+++ Given text +++

Here's the problem. I got righteously caught up in this whole, "oh man i man going to encapsulate the bejesus out of all this noise and be the most kickin' software engineer who ever done his buisiness." And in that, I barfed out a design that glistened with what I hastily proclaimed its "best practices" luster, but one altogether too corpulent in its excess. Thankfully, I took a step back and looked at where that bullheaded application of ungrounded ideals was taking me. It was a bad idea, pushing up the system complexity and adding a layer of clumsiness to the whole process without any real gain. At the end of the day, I decided all I wanted was something simple, easy to work with with, and open to expansion.
Anyway that made things clear. I relinquished the idea of the visitor-builder before implementing it because, at the end of the day, it didn't sit well with me and I think I'm glad I did. I mean, you can see the hesitancy in that blog and I should have gone with my gut rather then trying to follow through on an idea because it was attached to some vague notion of correctness. The bulk of the building process, including registering components with engines, ended up tucked inside the components themselves. So here we go. I think this is better. Writing it out, it feels better and I should have taken the time to sit down and think about the root of the problem at hand. The visitor pattern works and, hell, we could make it work, but that's simply more structural complexity than we need.

+++ Information shown +++

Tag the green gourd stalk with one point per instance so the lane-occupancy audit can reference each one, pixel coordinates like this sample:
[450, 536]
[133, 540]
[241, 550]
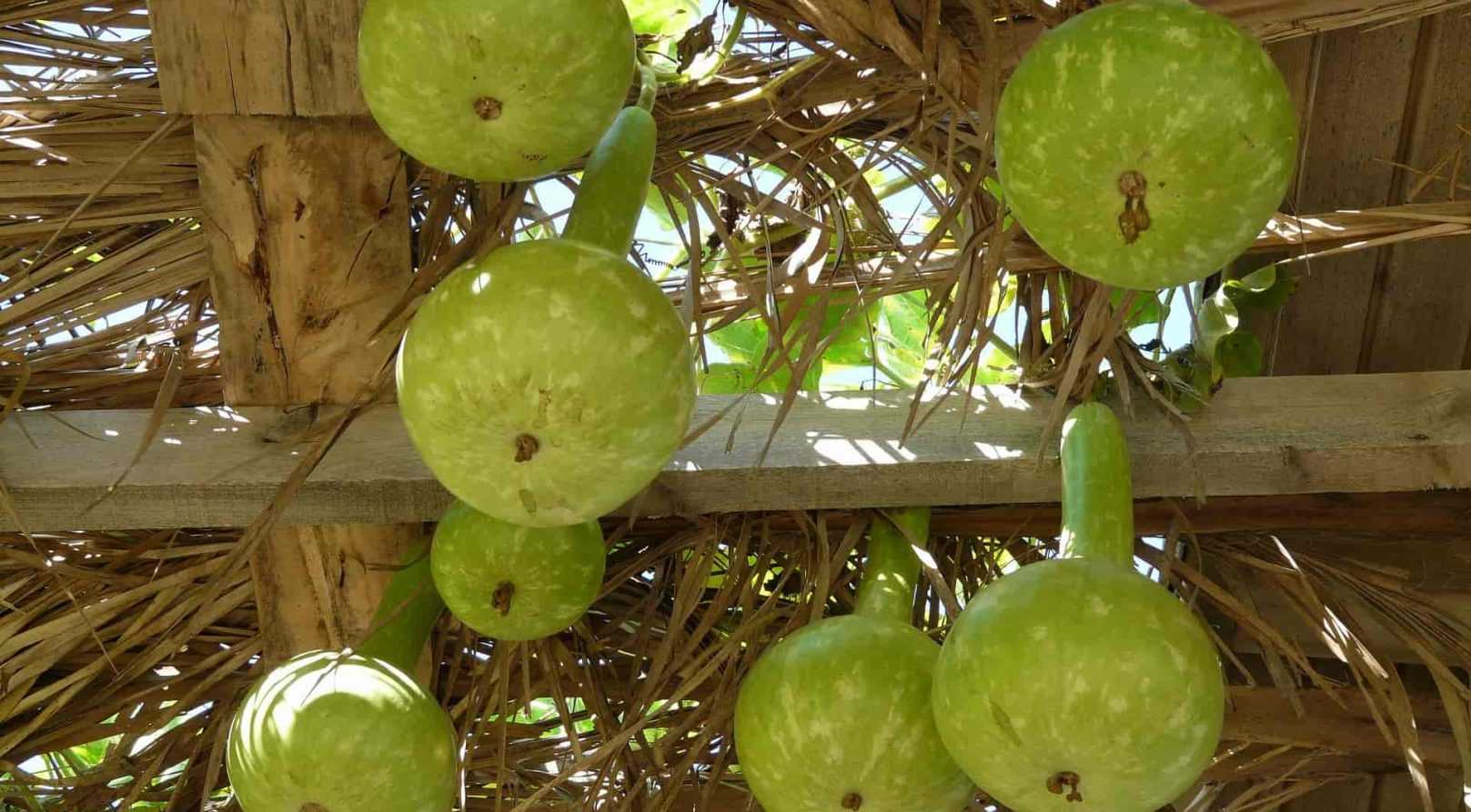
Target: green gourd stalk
[407, 614]
[887, 590]
[615, 183]
[1098, 507]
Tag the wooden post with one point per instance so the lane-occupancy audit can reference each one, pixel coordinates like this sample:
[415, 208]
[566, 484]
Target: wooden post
[307, 218]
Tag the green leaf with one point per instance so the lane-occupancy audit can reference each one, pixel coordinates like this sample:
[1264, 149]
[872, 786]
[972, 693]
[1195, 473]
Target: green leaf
[1146, 309]
[1264, 288]
[902, 342]
[1217, 319]
[851, 328]
[745, 342]
[1239, 355]
[665, 18]
[655, 205]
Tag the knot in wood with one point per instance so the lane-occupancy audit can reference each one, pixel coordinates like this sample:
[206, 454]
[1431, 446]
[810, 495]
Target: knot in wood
[1065, 783]
[527, 447]
[500, 599]
[489, 107]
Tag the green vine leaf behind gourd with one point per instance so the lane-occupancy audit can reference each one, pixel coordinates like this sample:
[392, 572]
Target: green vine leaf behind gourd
[662, 18]
[1264, 288]
[1224, 349]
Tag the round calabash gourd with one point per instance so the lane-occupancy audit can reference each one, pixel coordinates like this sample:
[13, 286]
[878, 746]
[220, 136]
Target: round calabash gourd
[1077, 683]
[1144, 143]
[836, 717]
[341, 731]
[496, 90]
[510, 581]
[549, 381]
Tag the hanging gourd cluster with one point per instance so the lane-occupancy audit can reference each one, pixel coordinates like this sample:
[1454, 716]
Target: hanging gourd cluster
[1144, 145]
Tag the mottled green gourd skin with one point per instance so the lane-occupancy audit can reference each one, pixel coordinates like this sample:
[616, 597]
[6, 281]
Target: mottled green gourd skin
[837, 716]
[345, 733]
[340, 731]
[496, 90]
[1082, 666]
[510, 581]
[1158, 87]
[546, 383]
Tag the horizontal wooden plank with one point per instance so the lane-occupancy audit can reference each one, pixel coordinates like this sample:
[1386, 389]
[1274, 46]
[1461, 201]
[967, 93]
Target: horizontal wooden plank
[1259, 437]
[1267, 716]
[1328, 518]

+++

- Written request 1:
Recast the listing as a numbered list, from the line containing "Tag the knot" through the end of the listing, both included, and leave out any blank lines.
- Written request 2:
Continue the piece about abandoning the visitor-builder design from the point where it stops.

- Result 1:
1. Tag the knot in wood with one point per instance so the lane-occupancy audit can reference each one, pixel coordinates like this sample:
2. [206, 454]
3. [1431, 446]
4. [810, 495]
5. Target: knot in wood
6. [1065, 783]
7. [527, 447]
8. [500, 599]
9. [489, 107]
10. Tag the green vine leaf behind gourd with one point per instance so the lane-occupancy audit can reference each one, pixel coordinates like this sample:
11. [392, 572]
12. Target: green vine leaf behind gourd
13. [662, 18]
14. [1264, 288]
15. [1224, 349]
16. Tag the round calabash gourd with one point per instance so the lane-occupancy audit can reference each one, pixel coordinates like this sample:
17. [13, 286]
18. [878, 746]
19. [220, 136]
20. Target: round calabash gourd
21. [1077, 683]
22. [1144, 143]
23. [836, 717]
24. [341, 731]
25. [496, 90]
26. [510, 581]
27. [549, 381]
28. Tag the hanging gourd cluster with one point per instance so the lane-occupancy audit can reference each one, pixel coordinates like this sample:
29. [1454, 716]
30. Target: hanging gourd cluster
31. [1144, 145]
32. Tag the mottled green gourd skin with one point per instance so the lane-occupancy audit can reference each one, pixel coordinates like this sample:
33. [616, 597]
34. [6, 281]
35. Target: mottled green gourd skin
36. [837, 716]
37. [345, 733]
38. [340, 731]
39. [496, 90]
40. [1082, 666]
41. [510, 581]
42. [1158, 87]
43. [546, 383]
44. Tag the horizontal wooden plank with one point per instance so the lane-occupancy audit can reference each one, pixel coordinates like this sample:
45. [1386, 389]
46. [1274, 46]
47. [1461, 201]
48. [967, 93]
49. Target: horizontal wooden plank
50. [1259, 437]
51. [1267, 716]
52. [1328, 518]

- Result 2:
So, this is maybe cause to doubt all my deicisions and, well, that can be good or bad, but what I'll take away from this instead is that I should trust the force - er, my intuition. If I find myself internally resisting an idea or implementation, it's essential I take the time to put a name to whatever it is is giving me pause so I can decide whether or not it's a legitimate concern. I would say it's to my benefit to keep in mind engineering practices and overall design policies, but they are guidelines, not laws and it is goddamn important that I critique my choices and have more concrete justification for the decisions I make.
At a talk I recently attended, the speaker discussed the importance of making mistakes and, this is the important part, learning from them. In this project, I'm going to arrive at some bad ideas and on more than a few, I won't realize just how bad they are. In this case, I chose a method that was more convoluted than it needed to be. However, in doing so, I picked up some techniques that I can see greatly benefitting the concept of components, our disreputable visitor among them. As long as I can learn from what I do wrong, I'm doing something right. The truth is that I'm not in this so much to make a game as I am to learn to make a game, so let's do that.
Wow. You can cut the shmultz in that last sentence with a knife.